(Recorded information)

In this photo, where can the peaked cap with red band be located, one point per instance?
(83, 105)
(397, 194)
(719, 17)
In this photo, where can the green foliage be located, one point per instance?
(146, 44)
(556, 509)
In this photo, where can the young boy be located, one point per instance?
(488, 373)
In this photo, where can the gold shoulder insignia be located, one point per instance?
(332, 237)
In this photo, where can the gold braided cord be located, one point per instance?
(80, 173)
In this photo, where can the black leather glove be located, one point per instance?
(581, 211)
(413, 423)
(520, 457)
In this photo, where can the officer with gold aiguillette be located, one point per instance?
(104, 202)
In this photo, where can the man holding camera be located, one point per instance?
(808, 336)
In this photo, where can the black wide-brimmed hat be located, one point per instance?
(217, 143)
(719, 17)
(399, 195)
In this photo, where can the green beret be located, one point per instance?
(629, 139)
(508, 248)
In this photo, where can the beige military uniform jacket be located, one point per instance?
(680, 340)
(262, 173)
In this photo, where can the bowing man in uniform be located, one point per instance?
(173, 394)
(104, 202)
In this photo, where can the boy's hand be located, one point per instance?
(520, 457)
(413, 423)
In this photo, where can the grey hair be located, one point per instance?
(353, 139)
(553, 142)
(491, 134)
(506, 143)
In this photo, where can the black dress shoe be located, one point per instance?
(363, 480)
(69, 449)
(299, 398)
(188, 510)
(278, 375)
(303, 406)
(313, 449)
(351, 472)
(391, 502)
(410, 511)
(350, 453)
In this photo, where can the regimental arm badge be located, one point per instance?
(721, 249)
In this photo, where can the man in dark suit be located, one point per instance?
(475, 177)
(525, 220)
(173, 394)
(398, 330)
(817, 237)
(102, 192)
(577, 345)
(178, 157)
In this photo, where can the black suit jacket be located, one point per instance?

(Aim of the exercise)
Repeat the data above. Change nothing.

(Exercise output)
In this photo, where can the peaked cap with red band be located, one point per instance?
(83, 105)
(397, 194)
(719, 17)
In this photo, where can the green foliage be located, one point per instance?
(146, 44)
(556, 509)
In this photo, where can the young boy be located, one point per instance?
(488, 373)
In this photo, where can the gold shoulder insignia be located, one point per instance?
(332, 237)
In this photo, where can the gold braided cord be located, one point per instance?
(80, 173)
In this photo, where can the black leather glove be located, one point per instance?
(581, 211)
(413, 423)
(520, 457)
In this photo, where can the officer with gold aiguillette be located, one point per instance?
(104, 202)
In this photo, where can the man holding camera be located, one point per instance?
(808, 336)
In this photo, where can the black wide-brimmed hat be located, one point per instance?
(217, 143)
(719, 17)
(399, 195)
In this photo, where can the green beret be located, one point per instance?
(629, 139)
(508, 248)
In this photo, where can the beige military uniform jacket be located, one point per instance?
(680, 340)
(262, 173)
In this photo, where can the bowing man in uniform be located, one point per instance?
(173, 394)
(104, 202)
In this photo, where can the boy's hand be located, one point per instance?
(520, 457)
(413, 423)
In this photo, where can the grey hair be located, one point per instance?
(353, 139)
(553, 142)
(491, 134)
(506, 143)
In this photo, where can the black dress shoe be located, one point per instance?
(363, 480)
(69, 449)
(299, 398)
(188, 510)
(278, 375)
(303, 406)
(313, 449)
(351, 472)
(391, 502)
(410, 511)
(350, 453)
In this photo, where can the regimental arm badge be located, one point per instance?
(721, 249)
In this photo, where can the man in dark suit be located, one point per instance?
(475, 177)
(525, 220)
(173, 394)
(398, 330)
(817, 237)
(102, 192)
(577, 345)
(178, 157)
In this photo, where can the black suit jacket be located, one point per instance?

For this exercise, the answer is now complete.